=== Work required ===
How many lines in the records below contain the word "bollard"? State only that number.
....................
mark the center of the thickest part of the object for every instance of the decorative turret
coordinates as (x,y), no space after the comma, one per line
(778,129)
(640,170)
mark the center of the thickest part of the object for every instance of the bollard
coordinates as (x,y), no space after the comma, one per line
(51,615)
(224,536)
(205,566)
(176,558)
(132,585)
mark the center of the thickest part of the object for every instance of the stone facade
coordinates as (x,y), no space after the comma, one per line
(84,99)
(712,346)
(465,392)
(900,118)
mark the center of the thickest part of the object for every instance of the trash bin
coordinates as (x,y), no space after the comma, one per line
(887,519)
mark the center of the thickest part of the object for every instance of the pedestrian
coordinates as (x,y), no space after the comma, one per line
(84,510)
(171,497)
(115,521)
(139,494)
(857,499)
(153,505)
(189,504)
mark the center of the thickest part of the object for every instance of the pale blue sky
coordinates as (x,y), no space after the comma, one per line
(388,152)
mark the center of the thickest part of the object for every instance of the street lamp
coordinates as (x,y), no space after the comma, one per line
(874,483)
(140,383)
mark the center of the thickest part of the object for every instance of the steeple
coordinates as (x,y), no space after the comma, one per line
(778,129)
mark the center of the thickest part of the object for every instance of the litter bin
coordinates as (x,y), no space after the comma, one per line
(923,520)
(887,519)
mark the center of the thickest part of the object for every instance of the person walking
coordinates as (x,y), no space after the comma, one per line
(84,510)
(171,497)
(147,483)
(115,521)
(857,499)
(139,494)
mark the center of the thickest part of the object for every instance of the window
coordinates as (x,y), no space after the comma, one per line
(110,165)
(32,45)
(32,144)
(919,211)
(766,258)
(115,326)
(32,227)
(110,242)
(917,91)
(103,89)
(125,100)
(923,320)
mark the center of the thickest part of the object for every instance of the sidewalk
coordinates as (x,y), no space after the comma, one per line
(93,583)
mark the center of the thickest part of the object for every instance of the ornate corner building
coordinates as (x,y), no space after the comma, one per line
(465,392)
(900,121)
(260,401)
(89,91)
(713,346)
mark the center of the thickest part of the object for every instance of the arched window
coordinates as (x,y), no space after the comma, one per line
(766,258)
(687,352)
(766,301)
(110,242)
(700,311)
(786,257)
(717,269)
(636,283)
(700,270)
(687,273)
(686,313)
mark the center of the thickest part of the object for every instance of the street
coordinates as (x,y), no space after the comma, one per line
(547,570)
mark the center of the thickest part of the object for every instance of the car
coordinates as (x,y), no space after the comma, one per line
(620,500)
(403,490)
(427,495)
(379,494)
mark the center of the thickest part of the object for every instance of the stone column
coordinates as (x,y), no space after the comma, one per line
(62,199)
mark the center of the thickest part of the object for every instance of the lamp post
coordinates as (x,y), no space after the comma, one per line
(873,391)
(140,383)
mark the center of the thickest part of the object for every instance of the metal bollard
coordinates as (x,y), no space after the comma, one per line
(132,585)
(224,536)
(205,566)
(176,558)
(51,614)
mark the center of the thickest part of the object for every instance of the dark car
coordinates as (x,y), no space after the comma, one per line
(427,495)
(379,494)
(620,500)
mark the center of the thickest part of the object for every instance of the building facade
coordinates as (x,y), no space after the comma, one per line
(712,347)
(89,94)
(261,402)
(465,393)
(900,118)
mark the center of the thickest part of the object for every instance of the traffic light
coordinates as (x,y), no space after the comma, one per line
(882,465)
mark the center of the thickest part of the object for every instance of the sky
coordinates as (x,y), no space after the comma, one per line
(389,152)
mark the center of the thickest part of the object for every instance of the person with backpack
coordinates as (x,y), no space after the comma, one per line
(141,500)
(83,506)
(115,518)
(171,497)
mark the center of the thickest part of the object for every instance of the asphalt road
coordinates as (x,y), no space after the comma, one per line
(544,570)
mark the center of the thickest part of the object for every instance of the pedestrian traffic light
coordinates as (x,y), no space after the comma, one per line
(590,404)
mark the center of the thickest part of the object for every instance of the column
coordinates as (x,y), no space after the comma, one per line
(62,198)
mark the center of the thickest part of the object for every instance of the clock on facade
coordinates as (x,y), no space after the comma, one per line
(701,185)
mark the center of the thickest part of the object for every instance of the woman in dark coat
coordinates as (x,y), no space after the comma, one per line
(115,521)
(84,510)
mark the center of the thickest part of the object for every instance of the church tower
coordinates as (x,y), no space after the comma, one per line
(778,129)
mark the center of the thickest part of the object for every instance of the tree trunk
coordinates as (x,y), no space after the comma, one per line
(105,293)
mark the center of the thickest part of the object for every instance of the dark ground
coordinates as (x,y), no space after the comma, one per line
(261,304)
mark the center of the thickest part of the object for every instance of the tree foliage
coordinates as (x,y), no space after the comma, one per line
....................
=== Answer ===
2